>> begin Source text
Jessica Valenti doesn’t understand the Streisand Effect

July 1, 2011

By J. DeVoy

Imagine if there was an online database of killers, child abusers, bigots, rapists and liars – and they were all women.  Now there is!  Register-Her.com, a project started by Paul Elam, a men’s rights activist and contributor to The Spearhead, uses a wiki-style webpage to consolidate locally and nationally reported facts about women whose documented wrongs range from murder to false rape accusations. [Disclaimer: Like Elam, I also contribute to The Spearhead.]  This is SRS BUSINESS.

One of the first additions to the site as a “bigot” is feministing’s own Jessica Valenti.  Merriam-Webster defines a bigot as “a person who is obstinately or intolerantly devoted to his or her own opinions and prejudices; especially : one who regards or treats the members of a group (as a racial or ethnic group) with hatred and intolerance.”  Without dignifying Valenti’s oeuvre with my attention, this sounds accurate.

If a tree falls in the woods, does anyone hear it?  If Jessica Valenti didn’t shriek like a harpy about “misogyny,” would so many others know about Register-Her.com?  Rather than letting this roll off her back with the cool disposition of an empowered, independent blah blah blah… woman, she posted this YouTube (which, admittedly, I have not watched to completion).

Result: More people know about the site.  Also, male advocates are increasingly stepping out of anonymity, contrary to Valenti’s assertions.  Paul Elam’s real name is… Paul Elam!  My name and identity are well known, and I’m on the record opposing anonymity in advocating men’s issues and any other controversial position  — though I understand and respect why others employ it.  Crime & Federalism offers a counterpoint on the issue here.  I rather enjoy this and, as far as I know, the “basement-dwelling virgin” meme has never been attached to me.  In fact, the biggest critics of women I’ve met are people among the best looking and most successful with women that I know.  In contrast, the basement-confined and virginal types tend to supplicate women and resent men who are successful with women, turning on them for the smallest of reasons (like in the case of Dominique Strauss-Kahn — come on, “forced” oral sex wasn’t a red flag of falsity?).
>> end Source text
>> begin Data block
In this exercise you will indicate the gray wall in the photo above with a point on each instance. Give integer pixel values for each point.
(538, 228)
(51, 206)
>> end Data block
## Written exercise
Rewrite the post about Register-Her.com from "By J. DeVoy" to "is SRS BUSINESS.", putting "website" in place of "webpage".

## Response to this task
By J. DeVoy

Imagine if there was an online database of killers, child abusers, bigots, rapists and liars – and they were all women.  Now there is!  Register-Her.com, a project started by Paul Elam, a men’s rights activist and contributor to The Spearhead, uses a wiki-style website to consolidate locally and nationally reported facts about women whose documented wrongs range from murder to false rape accusations. [Disclaimer: Like Elam, I also contribute to The Spearhead.]  This is SRS BUSINESS.